Content starts

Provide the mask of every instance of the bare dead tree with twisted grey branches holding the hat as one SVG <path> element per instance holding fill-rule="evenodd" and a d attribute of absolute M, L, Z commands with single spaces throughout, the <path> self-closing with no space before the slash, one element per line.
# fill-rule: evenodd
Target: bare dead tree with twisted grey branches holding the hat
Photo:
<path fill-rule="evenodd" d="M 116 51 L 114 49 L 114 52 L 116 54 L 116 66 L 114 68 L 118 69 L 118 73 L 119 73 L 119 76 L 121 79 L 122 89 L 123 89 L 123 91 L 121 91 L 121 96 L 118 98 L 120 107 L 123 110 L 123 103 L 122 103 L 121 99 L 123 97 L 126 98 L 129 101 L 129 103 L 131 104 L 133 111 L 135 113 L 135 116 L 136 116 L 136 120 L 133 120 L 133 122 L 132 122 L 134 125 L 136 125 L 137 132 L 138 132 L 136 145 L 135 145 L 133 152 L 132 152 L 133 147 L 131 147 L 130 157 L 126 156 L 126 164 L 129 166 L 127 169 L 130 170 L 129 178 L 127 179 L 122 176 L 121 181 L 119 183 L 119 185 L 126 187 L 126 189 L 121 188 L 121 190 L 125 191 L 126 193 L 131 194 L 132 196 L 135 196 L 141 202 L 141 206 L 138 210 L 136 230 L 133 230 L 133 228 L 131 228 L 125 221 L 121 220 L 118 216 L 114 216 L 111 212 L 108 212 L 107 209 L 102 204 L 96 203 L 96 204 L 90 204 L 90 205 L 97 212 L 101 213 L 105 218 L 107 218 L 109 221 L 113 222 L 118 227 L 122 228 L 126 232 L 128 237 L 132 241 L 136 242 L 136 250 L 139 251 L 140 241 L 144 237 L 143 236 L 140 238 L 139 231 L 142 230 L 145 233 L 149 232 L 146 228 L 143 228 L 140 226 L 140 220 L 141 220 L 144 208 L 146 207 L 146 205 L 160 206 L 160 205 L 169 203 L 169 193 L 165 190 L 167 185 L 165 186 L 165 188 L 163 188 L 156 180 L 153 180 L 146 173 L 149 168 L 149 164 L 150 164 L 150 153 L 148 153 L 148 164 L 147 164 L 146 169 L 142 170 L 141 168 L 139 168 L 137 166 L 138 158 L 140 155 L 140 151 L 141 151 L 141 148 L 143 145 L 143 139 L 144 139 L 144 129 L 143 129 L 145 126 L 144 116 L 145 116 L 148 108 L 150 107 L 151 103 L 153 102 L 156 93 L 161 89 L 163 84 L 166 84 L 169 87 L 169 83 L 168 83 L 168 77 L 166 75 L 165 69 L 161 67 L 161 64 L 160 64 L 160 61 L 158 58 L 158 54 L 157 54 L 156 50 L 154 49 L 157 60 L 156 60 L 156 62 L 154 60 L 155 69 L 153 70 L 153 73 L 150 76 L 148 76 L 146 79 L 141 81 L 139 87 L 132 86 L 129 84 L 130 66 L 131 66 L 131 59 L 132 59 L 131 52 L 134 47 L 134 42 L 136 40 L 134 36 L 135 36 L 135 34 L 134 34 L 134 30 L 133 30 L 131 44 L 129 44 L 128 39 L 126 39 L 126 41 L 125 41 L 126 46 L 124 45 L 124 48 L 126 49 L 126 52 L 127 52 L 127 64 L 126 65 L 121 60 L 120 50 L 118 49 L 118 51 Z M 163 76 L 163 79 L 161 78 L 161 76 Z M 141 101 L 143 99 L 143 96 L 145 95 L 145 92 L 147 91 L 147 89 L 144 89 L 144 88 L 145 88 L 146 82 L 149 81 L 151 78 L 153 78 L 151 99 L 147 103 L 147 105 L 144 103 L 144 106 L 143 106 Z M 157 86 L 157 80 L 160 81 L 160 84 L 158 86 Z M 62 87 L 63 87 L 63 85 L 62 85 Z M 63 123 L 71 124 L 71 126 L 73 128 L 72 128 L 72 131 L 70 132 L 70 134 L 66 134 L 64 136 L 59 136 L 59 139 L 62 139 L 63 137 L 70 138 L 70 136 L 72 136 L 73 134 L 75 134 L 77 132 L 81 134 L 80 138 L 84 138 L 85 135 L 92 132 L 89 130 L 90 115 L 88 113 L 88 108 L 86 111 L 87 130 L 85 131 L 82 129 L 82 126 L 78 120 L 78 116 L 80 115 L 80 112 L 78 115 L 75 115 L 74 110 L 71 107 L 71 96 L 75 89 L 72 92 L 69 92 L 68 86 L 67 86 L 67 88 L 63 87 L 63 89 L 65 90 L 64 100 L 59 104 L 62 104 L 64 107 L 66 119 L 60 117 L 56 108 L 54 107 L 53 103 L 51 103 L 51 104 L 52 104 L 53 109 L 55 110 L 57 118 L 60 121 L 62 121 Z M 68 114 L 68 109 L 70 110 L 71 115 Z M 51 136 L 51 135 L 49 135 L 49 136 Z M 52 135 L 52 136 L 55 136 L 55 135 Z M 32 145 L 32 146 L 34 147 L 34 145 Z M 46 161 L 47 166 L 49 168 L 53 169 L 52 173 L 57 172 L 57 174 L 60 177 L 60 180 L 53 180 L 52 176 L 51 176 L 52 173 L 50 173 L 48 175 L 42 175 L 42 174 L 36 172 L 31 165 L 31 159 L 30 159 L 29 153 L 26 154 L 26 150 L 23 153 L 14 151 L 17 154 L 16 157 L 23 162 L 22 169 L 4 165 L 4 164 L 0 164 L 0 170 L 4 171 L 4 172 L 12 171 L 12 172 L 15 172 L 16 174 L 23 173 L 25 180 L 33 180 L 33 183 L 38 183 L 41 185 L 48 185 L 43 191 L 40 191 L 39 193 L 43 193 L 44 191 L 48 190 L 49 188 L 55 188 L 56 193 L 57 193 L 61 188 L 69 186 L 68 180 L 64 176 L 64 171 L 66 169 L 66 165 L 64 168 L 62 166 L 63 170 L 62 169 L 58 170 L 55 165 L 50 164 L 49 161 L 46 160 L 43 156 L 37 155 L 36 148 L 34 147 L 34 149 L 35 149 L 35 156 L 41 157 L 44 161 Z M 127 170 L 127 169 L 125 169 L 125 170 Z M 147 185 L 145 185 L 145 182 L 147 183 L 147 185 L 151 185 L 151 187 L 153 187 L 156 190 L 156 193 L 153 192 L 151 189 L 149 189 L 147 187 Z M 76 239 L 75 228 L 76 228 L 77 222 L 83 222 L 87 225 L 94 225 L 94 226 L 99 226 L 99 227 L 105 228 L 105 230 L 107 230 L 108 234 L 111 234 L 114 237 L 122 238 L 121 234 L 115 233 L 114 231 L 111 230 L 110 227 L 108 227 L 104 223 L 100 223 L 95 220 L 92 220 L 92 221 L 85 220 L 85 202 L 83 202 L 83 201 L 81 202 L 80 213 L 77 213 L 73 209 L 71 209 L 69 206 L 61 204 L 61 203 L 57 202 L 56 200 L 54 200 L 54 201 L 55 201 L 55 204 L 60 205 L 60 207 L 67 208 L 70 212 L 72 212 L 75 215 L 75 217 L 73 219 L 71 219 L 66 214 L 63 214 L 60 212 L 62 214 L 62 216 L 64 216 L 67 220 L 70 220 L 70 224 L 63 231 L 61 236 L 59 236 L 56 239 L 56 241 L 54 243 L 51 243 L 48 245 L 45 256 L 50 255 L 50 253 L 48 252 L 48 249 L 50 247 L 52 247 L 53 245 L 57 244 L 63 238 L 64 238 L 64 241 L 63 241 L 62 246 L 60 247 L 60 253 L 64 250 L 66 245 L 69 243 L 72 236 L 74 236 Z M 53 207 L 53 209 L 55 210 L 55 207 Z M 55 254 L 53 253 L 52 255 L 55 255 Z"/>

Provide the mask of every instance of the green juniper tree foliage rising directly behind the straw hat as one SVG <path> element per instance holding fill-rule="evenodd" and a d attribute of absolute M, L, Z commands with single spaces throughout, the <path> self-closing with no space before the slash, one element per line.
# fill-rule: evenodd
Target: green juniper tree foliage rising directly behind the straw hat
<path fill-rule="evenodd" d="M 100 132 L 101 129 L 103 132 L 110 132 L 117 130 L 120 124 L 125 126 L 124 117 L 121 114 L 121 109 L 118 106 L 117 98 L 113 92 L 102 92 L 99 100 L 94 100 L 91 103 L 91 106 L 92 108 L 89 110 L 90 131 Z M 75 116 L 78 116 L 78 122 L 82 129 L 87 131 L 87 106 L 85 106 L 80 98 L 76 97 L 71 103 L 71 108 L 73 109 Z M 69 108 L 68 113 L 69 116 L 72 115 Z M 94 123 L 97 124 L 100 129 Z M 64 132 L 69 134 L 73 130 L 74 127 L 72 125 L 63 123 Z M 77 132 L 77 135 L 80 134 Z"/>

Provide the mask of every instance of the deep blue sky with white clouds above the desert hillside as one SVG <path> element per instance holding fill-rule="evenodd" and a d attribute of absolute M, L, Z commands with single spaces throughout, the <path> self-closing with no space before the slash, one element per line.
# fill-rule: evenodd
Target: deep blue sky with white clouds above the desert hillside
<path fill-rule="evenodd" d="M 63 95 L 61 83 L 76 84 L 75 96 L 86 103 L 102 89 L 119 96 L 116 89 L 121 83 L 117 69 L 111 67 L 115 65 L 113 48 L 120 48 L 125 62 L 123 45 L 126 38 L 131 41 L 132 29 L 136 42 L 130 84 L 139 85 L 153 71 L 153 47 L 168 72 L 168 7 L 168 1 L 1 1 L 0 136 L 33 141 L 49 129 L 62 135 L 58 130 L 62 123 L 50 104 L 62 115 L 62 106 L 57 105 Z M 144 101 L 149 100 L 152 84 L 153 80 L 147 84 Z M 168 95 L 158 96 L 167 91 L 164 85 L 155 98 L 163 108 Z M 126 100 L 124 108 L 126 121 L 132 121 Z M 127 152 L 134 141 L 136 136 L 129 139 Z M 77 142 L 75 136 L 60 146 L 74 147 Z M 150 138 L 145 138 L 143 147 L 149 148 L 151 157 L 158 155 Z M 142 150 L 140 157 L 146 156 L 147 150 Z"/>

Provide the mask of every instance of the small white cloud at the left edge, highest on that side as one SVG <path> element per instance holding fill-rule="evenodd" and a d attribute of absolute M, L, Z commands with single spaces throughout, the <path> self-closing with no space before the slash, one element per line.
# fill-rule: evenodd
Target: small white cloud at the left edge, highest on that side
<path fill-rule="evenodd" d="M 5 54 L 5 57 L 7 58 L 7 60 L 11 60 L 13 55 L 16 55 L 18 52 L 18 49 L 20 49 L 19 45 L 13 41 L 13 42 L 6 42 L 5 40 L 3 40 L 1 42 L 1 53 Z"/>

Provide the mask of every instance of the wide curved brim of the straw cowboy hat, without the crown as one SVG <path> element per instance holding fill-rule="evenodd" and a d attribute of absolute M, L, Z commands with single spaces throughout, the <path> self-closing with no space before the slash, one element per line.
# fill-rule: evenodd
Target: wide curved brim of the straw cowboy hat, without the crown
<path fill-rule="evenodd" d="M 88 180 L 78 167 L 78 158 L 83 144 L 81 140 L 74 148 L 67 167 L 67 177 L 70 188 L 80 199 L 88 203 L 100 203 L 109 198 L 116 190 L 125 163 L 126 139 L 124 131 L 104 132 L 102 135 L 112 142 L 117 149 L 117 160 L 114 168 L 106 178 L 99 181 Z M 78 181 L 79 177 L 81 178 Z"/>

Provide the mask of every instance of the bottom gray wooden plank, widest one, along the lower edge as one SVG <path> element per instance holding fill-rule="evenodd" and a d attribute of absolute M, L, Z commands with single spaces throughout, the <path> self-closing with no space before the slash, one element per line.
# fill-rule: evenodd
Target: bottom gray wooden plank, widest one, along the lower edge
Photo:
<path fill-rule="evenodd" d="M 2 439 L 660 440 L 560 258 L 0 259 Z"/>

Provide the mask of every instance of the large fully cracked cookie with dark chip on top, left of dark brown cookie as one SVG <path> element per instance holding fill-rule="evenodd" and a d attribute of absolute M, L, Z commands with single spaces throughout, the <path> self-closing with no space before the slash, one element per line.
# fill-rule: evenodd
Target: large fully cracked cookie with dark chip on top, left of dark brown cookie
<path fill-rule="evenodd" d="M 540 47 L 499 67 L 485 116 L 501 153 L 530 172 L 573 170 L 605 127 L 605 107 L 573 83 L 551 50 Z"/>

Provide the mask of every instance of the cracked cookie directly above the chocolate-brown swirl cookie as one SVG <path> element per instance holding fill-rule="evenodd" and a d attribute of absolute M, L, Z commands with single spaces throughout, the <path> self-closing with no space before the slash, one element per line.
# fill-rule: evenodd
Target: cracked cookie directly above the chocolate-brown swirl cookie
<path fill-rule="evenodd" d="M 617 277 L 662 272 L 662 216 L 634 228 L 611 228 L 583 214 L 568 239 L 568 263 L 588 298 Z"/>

Content ends

• EXERCISE AIM: Say only how many lines in the records carry the word "along".

• FINISHED EXERCISE: 2